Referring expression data
◇ ◇ ◇ ◇ ◇ ◇ ◇
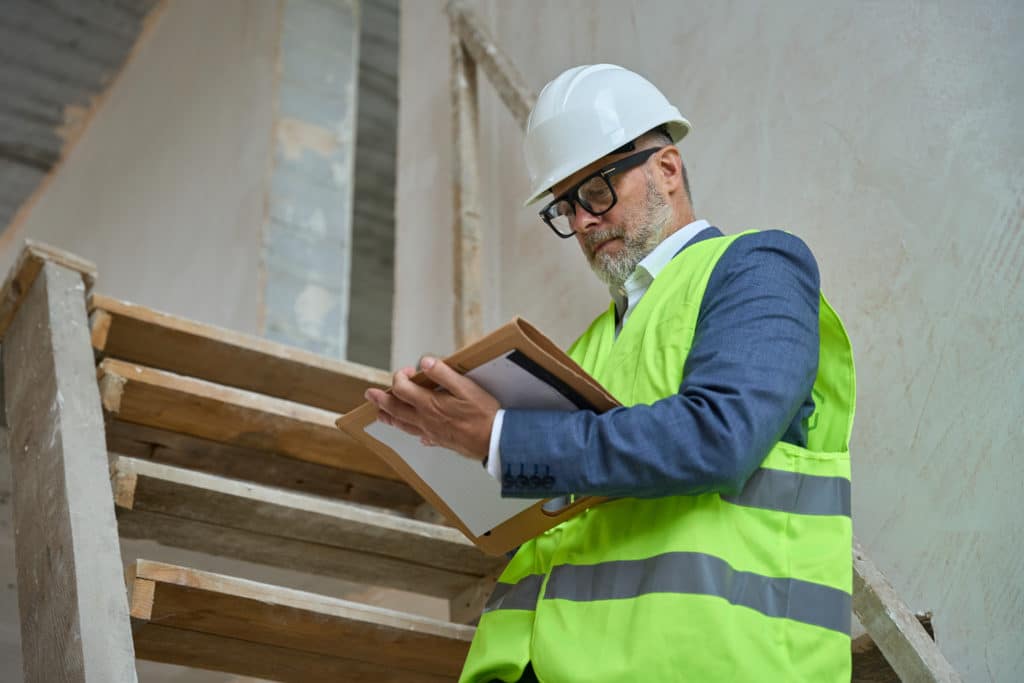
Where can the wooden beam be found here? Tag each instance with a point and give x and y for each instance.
(869, 666)
(468, 605)
(232, 518)
(465, 168)
(158, 398)
(260, 467)
(74, 614)
(203, 620)
(499, 69)
(893, 627)
(27, 268)
(136, 334)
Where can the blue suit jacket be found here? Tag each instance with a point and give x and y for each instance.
(747, 385)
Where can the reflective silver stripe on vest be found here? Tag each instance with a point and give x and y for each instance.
(791, 492)
(521, 595)
(698, 573)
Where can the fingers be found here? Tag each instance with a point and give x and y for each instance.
(407, 427)
(441, 373)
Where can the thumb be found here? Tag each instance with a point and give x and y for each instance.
(441, 373)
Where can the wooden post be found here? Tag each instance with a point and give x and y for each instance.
(468, 323)
(72, 595)
(499, 69)
(907, 647)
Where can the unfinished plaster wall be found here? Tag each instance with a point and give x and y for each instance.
(888, 137)
(165, 189)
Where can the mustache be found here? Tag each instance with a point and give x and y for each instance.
(593, 240)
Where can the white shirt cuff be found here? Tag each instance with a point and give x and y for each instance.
(494, 452)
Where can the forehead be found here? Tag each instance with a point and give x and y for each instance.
(562, 185)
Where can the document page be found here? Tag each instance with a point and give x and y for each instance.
(471, 493)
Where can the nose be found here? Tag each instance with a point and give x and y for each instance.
(583, 220)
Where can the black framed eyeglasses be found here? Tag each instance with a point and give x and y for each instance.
(595, 194)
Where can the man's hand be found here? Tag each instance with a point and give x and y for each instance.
(459, 417)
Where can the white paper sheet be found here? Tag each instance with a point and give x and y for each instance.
(472, 494)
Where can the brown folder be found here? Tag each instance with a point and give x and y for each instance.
(522, 369)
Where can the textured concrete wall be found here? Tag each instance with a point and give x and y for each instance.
(307, 246)
(888, 136)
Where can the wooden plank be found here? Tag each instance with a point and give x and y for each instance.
(292, 530)
(869, 665)
(466, 177)
(204, 650)
(468, 605)
(296, 634)
(499, 69)
(893, 627)
(140, 335)
(159, 398)
(74, 614)
(261, 467)
(27, 268)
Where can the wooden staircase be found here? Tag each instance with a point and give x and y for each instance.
(125, 421)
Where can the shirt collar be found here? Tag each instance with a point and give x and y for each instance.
(655, 261)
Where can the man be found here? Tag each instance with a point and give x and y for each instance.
(725, 555)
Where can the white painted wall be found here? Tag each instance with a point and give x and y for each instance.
(888, 136)
(166, 188)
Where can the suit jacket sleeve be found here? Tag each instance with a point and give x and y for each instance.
(747, 385)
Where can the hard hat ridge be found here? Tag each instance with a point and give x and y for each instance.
(585, 114)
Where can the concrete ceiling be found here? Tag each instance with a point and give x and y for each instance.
(55, 56)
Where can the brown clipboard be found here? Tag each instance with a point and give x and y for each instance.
(558, 369)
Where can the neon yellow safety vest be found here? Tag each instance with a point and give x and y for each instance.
(752, 587)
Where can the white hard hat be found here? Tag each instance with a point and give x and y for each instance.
(586, 113)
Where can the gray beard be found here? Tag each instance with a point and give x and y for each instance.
(650, 221)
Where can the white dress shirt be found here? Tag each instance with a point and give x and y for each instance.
(626, 300)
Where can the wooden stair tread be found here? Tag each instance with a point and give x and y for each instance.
(209, 621)
(212, 514)
(24, 272)
(185, 404)
(161, 445)
(137, 334)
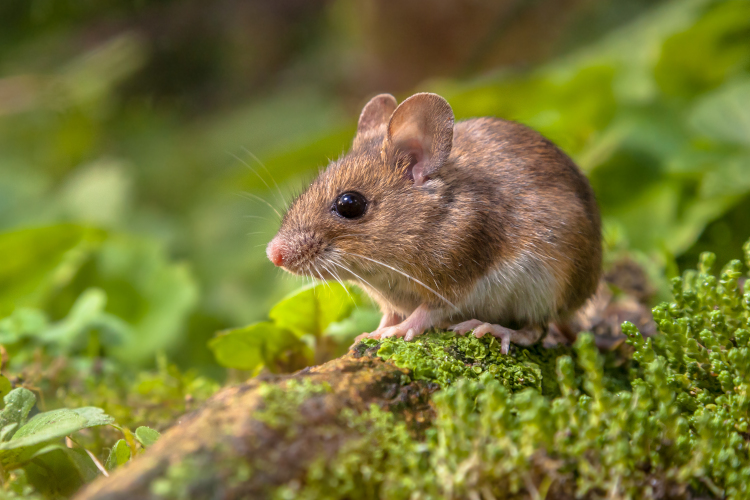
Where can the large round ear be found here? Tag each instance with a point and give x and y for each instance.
(421, 132)
(376, 113)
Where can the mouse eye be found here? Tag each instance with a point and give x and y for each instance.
(350, 205)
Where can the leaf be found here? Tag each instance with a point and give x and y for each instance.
(252, 346)
(724, 115)
(35, 261)
(119, 455)
(56, 424)
(311, 309)
(5, 386)
(145, 289)
(146, 436)
(46, 427)
(18, 404)
(58, 470)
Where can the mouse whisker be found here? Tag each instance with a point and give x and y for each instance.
(342, 266)
(254, 171)
(256, 197)
(336, 277)
(406, 275)
(281, 195)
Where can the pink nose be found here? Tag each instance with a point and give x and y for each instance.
(275, 251)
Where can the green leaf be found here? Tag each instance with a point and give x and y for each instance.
(724, 115)
(252, 346)
(35, 261)
(146, 436)
(5, 386)
(58, 470)
(55, 424)
(45, 428)
(18, 404)
(119, 455)
(311, 309)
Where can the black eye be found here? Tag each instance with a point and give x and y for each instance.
(350, 205)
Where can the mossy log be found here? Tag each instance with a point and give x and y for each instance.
(250, 440)
(205, 455)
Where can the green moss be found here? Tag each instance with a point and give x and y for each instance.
(677, 428)
(281, 403)
(446, 357)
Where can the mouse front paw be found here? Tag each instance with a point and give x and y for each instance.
(525, 336)
(401, 330)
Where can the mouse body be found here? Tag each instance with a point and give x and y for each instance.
(481, 225)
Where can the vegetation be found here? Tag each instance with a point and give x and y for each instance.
(123, 250)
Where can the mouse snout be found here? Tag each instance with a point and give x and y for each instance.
(295, 252)
(276, 251)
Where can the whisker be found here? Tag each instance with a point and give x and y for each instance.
(251, 169)
(403, 274)
(283, 201)
(356, 275)
(255, 196)
(323, 264)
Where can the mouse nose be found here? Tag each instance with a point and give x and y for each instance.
(275, 251)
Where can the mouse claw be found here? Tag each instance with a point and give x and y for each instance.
(465, 327)
(361, 336)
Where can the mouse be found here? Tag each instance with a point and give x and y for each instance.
(478, 226)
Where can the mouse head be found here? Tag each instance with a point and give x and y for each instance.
(372, 207)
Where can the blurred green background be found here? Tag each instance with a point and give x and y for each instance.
(130, 220)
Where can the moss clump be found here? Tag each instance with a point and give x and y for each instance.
(446, 357)
(680, 429)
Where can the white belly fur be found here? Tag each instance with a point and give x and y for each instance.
(522, 290)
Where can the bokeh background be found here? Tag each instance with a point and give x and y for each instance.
(141, 142)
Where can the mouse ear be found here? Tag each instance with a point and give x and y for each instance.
(376, 113)
(421, 130)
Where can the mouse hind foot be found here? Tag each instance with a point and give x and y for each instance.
(524, 336)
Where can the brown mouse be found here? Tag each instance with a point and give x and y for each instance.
(479, 225)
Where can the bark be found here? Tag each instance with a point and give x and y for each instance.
(224, 451)
(224, 433)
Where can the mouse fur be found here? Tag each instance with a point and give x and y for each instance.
(487, 218)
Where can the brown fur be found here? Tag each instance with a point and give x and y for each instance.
(494, 192)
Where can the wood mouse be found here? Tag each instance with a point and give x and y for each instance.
(481, 225)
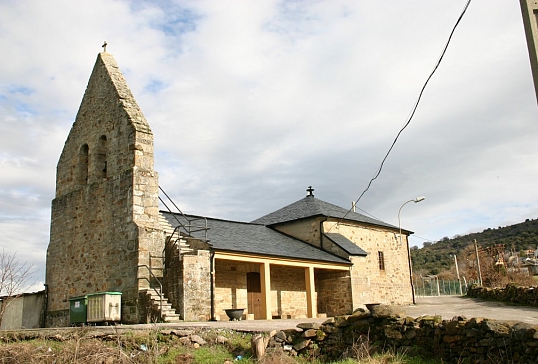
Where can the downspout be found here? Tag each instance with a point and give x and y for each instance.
(44, 321)
(212, 283)
(321, 230)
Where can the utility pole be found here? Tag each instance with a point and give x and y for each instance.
(478, 263)
(529, 10)
(458, 273)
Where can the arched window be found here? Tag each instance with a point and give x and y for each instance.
(100, 158)
(82, 165)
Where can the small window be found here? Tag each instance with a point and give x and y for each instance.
(100, 158)
(381, 260)
(82, 165)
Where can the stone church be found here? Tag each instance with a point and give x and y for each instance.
(108, 235)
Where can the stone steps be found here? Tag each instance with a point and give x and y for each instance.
(168, 313)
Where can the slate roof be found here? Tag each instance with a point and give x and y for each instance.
(346, 244)
(243, 237)
(310, 207)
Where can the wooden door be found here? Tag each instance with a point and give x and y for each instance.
(254, 294)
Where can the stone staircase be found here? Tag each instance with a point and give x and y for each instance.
(168, 313)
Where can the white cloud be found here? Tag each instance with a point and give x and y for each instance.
(251, 102)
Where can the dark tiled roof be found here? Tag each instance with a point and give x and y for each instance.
(346, 244)
(252, 238)
(310, 207)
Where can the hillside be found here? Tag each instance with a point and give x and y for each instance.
(436, 257)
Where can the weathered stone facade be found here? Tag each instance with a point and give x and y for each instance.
(105, 214)
(369, 283)
(108, 235)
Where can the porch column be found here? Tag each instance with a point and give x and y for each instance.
(311, 305)
(265, 278)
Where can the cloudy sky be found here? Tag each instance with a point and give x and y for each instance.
(251, 102)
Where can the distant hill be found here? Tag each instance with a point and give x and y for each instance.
(435, 257)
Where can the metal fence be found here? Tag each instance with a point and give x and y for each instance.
(434, 286)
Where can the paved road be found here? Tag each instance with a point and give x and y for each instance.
(445, 306)
(451, 306)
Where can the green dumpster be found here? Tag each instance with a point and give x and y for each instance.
(77, 310)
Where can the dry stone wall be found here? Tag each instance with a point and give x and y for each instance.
(460, 340)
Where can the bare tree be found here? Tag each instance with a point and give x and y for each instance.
(14, 276)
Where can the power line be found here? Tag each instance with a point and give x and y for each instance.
(413, 110)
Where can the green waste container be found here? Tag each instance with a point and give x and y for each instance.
(77, 310)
◇ ◇ ◇ ◇ ◇ ◇ ◇
:: Work order ::
With the line containing "Where can the green dumpster" as the first and the final line of the entries above as the last, write out that span exactly and nothing more.

:: Response below ::
Where can the green dumpster be found here? Tag each instance with a point and give x and y for each instance.
(77, 310)
Where can the dry stone wall be found here? Tag each instance with a point and give x and y for each instance.
(460, 340)
Where can the bare tree be found here? Tag each instance with a point and give x and y for each instance.
(14, 276)
Where can the power line be found here? Tag each instance with a point and give x and y for each instance.
(413, 110)
Where can the green waste container be found here? Tag each instance with a point and give x and y for each instance.
(77, 310)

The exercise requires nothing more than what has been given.